═════ Exercise material

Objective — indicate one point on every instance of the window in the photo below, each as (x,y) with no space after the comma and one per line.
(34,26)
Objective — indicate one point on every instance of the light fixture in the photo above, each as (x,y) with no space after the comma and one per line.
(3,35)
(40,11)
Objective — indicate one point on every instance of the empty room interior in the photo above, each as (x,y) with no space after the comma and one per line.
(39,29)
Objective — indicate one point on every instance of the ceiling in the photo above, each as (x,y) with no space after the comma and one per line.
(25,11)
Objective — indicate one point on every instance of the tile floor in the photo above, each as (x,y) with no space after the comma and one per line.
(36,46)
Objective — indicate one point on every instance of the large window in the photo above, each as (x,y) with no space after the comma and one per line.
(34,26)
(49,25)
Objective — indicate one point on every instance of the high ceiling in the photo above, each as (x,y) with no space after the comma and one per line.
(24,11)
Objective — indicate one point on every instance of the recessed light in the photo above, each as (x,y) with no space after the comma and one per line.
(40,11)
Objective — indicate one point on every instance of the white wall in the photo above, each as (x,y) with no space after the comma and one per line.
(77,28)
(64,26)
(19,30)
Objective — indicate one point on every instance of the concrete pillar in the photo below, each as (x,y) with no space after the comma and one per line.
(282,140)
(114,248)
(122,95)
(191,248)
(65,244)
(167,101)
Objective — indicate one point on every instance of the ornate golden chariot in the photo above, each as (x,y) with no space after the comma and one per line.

══════════
═════ Exercise material

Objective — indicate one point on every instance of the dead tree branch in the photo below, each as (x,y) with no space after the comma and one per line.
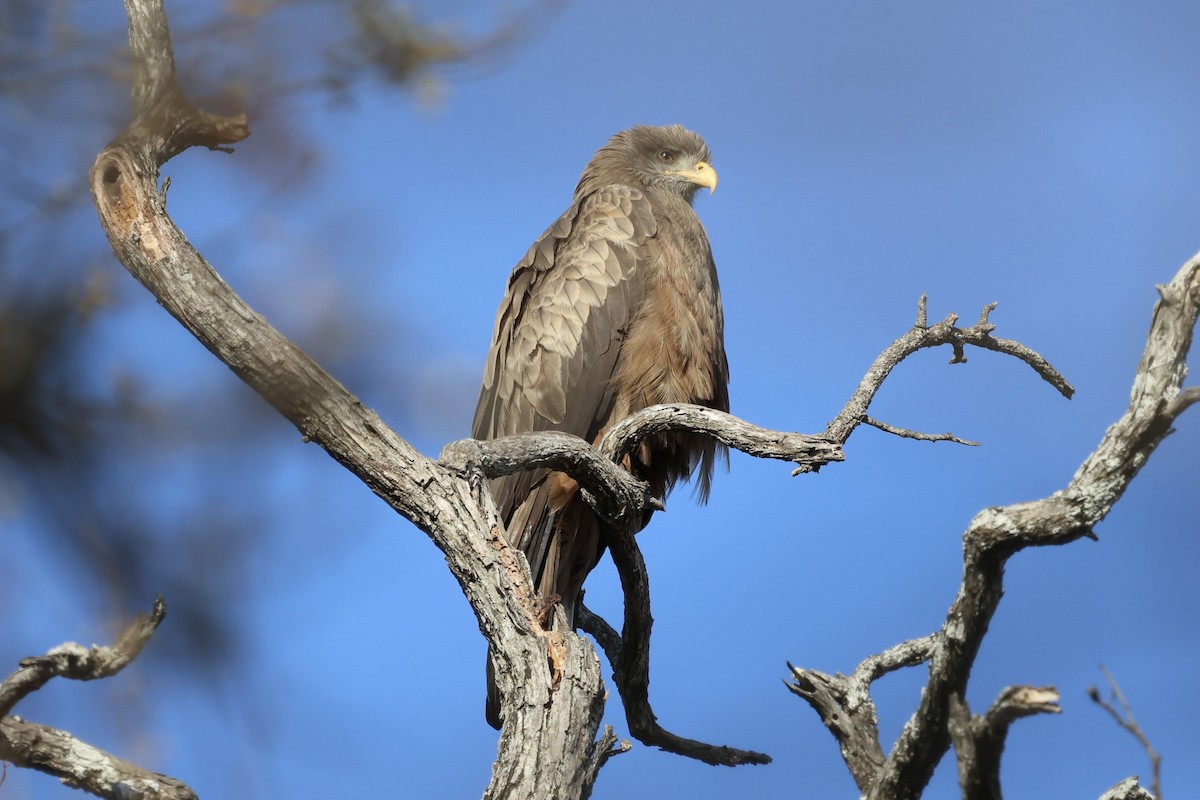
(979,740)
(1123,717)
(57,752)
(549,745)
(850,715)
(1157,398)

══════════

Task objective
Return, unchanged, the lines of the listing above that begin with the line containing "Objective — indicate one point on every instance of the light" and run through the line containing "Objective — indicate one point on every instance of the ornate", with both of those lines included.

Answer to this exercise
Objective — indicate one point on every instance of the light fixture in the photo above, each as (x,y) with no space after the comma and one per line.
(3,35)
(40,11)
Objective — indicate one point on every instance of the empty room interior in the photo above, each as (x,y) with no space after the comma and one per line.
(39,29)
Objective — indicate one point on every instance of the ceiling in the photo above, each as (x,y) with no space after the comma and one per line.
(25,11)
Objective — indicate one point on every instance of the tile floor in the photo above, each as (x,y) with no space after the comma and one per line.
(36,46)
Objective — indicate one point on every instance of the large window in the photo above, each as (x,y) with no space after the comma and one per line.
(34,26)
(49,25)
Objective — indicate one point on every instance of the high ceiling in the photo above, each as (x,y) with no space after the comma and one per line.
(24,11)
Objective — indicate one point on every instance of the recessed light in the photo above, each as (x,y) with no space after the comma and one per line.
(40,11)
Objective — indicate one point on every instance of the white wall in the photo above, each as (x,y) with no space after the comma and one per line.
(77,28)
(64,26)
(19,30)
Objective — indicate one point on every instance of the concrete pillar in the photo below, each as (x,y) with no space after the comma and one per line.
(282,140)
(114,248)
(122,95)
(191,248)
(65,244)
(167,101)
Objective — indicate one point on every instance of the ornate golden chariot in the photo above, each as (x,y) with no space after the comma and one per line.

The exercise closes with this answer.